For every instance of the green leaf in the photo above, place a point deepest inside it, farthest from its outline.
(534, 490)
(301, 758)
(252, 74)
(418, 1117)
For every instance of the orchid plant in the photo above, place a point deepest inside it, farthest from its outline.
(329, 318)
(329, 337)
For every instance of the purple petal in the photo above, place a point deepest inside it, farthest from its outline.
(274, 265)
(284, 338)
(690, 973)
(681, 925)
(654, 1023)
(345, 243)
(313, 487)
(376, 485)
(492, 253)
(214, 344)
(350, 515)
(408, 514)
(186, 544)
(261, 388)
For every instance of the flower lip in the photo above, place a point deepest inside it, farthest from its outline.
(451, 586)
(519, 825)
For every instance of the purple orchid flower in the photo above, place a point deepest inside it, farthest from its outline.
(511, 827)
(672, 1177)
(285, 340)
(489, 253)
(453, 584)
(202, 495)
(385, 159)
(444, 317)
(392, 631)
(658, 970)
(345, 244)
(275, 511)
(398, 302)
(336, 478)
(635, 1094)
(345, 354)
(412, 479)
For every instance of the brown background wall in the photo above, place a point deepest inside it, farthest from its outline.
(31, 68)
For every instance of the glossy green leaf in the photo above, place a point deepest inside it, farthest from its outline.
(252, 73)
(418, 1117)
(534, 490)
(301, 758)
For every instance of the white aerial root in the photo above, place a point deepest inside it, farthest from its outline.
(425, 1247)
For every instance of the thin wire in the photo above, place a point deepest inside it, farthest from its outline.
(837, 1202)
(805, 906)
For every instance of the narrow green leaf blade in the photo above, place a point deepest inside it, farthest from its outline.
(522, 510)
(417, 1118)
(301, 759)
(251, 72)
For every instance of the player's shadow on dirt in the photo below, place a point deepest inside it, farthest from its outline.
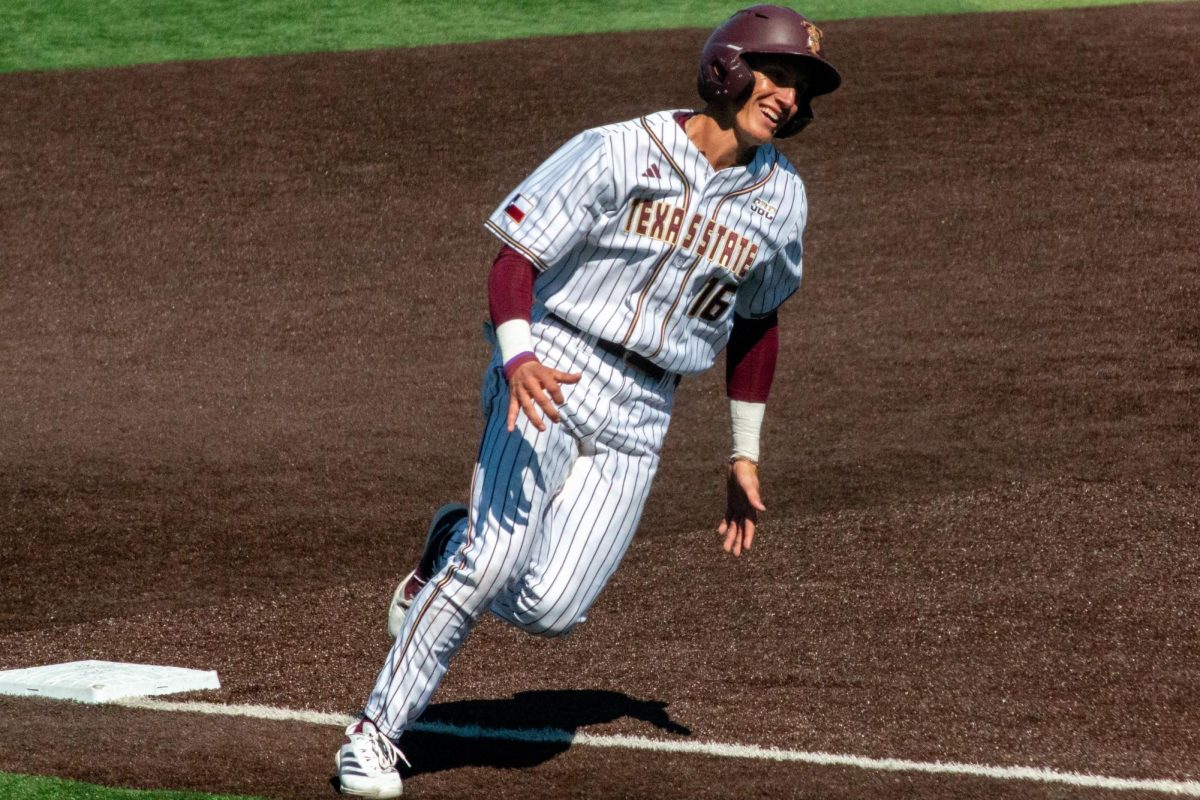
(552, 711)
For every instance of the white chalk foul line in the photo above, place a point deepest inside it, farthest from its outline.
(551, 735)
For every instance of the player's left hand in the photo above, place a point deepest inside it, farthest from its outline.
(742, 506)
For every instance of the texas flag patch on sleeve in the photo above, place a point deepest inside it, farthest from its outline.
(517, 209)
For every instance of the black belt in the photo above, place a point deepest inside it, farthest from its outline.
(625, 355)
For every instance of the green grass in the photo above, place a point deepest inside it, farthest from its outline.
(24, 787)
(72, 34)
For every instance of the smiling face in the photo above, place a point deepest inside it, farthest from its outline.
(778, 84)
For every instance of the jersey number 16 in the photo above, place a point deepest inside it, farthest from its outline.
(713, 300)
::::
Work required =>
The reply should repeat the data in full, exactly as given, and contain no pictures.

Result =>
For every instance of the green leaf in the photo above, place a point deepest inside it, farthest from its outline.
(534, 490)
(301, 758)
(252, 74)
(418, 1117)
For every instance of the orchid plant in the photo above, place a point deepest inside it, farthest from its outline.
(329, 318)
(329, 337)
For every instance of the purple petal in the photo above, place a point deepest inside it, farthest from its outline.
(274, 265)
(284, 338)
(690, 973)
(681, 925)
(654, 1023)
(345, 243)
(313, 487)
(376, 485)
(492, 253)
(214, 344)
(350, 515)
(408, 514)
(186, 544)
(261, 388)
For every instance of the flower lip in the photo above, place a point deepest inside it, farthest from its outline.
(451, 586)
(519, 825)
For every instance of the purple orchid flower in the photo above, place a point deepest inside it, farthest from its outline.
(511, 827)
(672, 1177)
(285, 340)
(489, 253)
(453, 584)
(202, 495)
(385, 159)
(444, 317)
(392, 631)
(658, 970)
(345, 244)
(275, 511)
(398, 302)
(336, 478)
(635, 1094)
(345, 354)
(412, 479)
For every instance of the brown background wall in the photo above, place a point deepest inside it, farthest from its outline.
(31, 68)
For every instance of the glossy green leaf in the photo above, place a point deepest inside it, farthest from its outline.
(252, 73)
(418, 1117)
(534, 490)
(301, 758)
For every instance of the white aerial root in the photo above, place a point deepest inside it, farthest from its outline.
(425, 1247)
For every instance of the thin wire in the photo above, place a point deepest inside it, farthest from its outline.
(837, 1202)
(805, 906)
For every instance of the narrow green leaf blade in the photo above, place a point deepest inside it, farthest from its outline.
(522, 510)
(417, 1118)
(301, 759)
(251, 72)
For every instance of the player's shadow on dirt in the photo below, place a point deepest inside it, farthest from its outline.
(552, 711)
For every instance of the white chalk foul line in the photo above, place a point deepest inside it, farthest from its outline.
(551, 735)
For every instance of the player's left hand in the photo above, place a point deepest inside it, farthest from its outline.
(742, 506)
For every instance of the texas flag patch on sleeve in the photo above, place a point deepest inside it, farthest from its outline.
(517, 209)
For every instance of the black belt in the photo above, place a point deepest inside it, farthest from its outline.
(625, 355)
For every instance of the green grass in the photo above, place a point deepest inside it, farthest from its outline.
(24, 787)
(72, 34)
For every instance of the smiling face in the photo above, place a point deepest inside it, farthest from its outline.
(778, 84)
For every instance of the jersey number 16 in the photo above, place a point deepest inside it, farthest from its outline.
(713, 300)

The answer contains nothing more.